**Passage:**

There were three major 1969 Hollywood Westerns that featured classic gunfights, and one of them was True Grit, the movie that won John Wayne his Oscar for Best Leading Actor, and the most traditional of the lot. That this was a huge hit indicated there were plenty in the audience who appreciated the genre and wanted more, but it was another hit that indicated the Wayne vehicle's success had as much been powered by nostalgia as it had been appreciation for something new. Butch Cassidy and the Sundance Kid had two big stars to True Grit's one (unless you counted Glen Campbell, who was really more of a singing celebrity), and Paul Newman (as Butch) and Robert Redford (as Sundance) were served up two of their most iconic roles, maybe the film they were both most identified with since we saw them as the personas we most hoped they would carry in real life.

Newman was the laconic and witty one, Redford the innately talented and self-serious one, and never was that plainer than their performances here, one of the works that indicated the buddy movie was going to be a fertile genre to pursue forever after: unite two stars and have them spar verbally, exchange jokes, get up to action sequences, and reassure the audience they got on very well both onscreen and off. Newman had been around since the fifties, while Redford had enjoyed his break in the sixties, a handful of years before his screen partner, yet that formula of combining forces - and fanbases - on a film planned to be a blockbuster was always going to be an idea worth continuing. However, this was a story that looked ahead in other ways, as it effectively wrote off the Western as yesterday's entertainment.

It did so by simultaneously celebrating what the average moviegoer wanted to witness when they went to see a Western, while making it clear it was not going to last as a mass entertainment forever, and with consideration to all those tales that had been told so often before, this was more or less a coda to that Golden Age. Granted, some will tell you the fifties Westerns of Anthony Mann - so beloved of Leone - were the strongest indication the form was on its way to evolving into obsolescence, but Butch Cassidy and the Sundance Kid was a genuine phenomenon, its inescapable soundtrack song Raindrops Keep Fallin' On My Head a near-constant reminder that this was a film you simply had to see for yourself. Therefore, millions of folks saw it and came to realise, as they had not done with True Grit, that an era was at an end.

**Exercise A:**
Reproduce the review word for word, starting at "It did so by" and ending at "was at an end.".

Stored data entries

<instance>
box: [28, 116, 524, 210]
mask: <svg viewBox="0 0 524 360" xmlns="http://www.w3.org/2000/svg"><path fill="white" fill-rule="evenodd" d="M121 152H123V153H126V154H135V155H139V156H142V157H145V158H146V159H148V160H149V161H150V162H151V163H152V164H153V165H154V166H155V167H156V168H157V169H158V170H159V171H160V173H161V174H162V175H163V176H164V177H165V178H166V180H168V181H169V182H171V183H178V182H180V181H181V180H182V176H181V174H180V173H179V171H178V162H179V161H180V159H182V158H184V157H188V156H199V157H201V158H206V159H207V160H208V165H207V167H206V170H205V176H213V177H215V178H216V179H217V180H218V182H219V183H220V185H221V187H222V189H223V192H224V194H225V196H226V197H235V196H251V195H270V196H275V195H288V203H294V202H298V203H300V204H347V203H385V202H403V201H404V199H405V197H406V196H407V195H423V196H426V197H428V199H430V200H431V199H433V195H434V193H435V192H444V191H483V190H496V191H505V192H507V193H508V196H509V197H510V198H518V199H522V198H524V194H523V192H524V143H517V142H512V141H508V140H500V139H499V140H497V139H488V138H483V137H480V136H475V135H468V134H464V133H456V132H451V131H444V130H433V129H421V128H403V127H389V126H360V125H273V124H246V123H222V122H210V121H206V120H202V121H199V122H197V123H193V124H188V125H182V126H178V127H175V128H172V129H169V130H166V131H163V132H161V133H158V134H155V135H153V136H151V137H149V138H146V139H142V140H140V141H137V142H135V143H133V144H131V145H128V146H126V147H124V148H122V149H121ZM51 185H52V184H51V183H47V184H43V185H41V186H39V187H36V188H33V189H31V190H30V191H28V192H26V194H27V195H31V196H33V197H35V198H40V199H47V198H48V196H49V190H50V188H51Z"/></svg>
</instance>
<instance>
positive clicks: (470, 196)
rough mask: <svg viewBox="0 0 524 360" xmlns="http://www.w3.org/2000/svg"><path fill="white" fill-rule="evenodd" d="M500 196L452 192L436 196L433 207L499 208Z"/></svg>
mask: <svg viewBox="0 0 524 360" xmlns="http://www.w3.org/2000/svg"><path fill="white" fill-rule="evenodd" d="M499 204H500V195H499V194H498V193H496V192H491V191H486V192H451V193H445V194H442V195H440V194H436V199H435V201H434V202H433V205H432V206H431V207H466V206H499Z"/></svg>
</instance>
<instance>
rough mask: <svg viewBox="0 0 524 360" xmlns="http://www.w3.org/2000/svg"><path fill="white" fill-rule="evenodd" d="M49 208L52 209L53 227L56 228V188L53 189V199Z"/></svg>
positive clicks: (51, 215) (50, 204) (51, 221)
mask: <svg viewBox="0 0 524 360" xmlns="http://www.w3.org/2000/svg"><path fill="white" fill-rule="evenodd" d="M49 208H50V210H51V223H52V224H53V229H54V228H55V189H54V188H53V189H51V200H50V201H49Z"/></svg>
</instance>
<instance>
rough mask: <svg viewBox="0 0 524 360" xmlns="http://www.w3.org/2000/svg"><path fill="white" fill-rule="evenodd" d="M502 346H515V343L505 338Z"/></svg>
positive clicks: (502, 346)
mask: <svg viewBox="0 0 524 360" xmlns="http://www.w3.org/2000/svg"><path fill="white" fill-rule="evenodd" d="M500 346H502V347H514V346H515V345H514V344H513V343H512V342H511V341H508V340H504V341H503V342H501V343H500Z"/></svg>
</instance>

**Exercise B:**
Report every line in the listing that contains the string "positive".

**Answer box A:**
It did so by simultaneously celebrating what the average moviegoer wanted to witness when they went to see a Western, while making it clear it was not going to last as a mass entertainment forever, and with consideration to all those tales that had been told so often before, this was more or less a coda to that Golden Age. Granted, some will tell you the fifties Westerns of Anthony Mann - so beloved of Leone - were the strongest indication the form was on its way to evolving into obsolescence, but Butch Cassidy and the Sundance Kid was a genuine phenomenon, its inescapable soundtrack song Raindrops Keep Fallin' On My Head a near-constant reminder that this was a film you simply had to see for yourself. Therefore, millions of folks saw it and came to realise, as they had not done with True Grit, that an era was at an end.

**Answer box B:**
positive clicks: (470, 196)
positive clicks: (51, 215) (50, 204) (51, 221)
positive clicks: (502, 346)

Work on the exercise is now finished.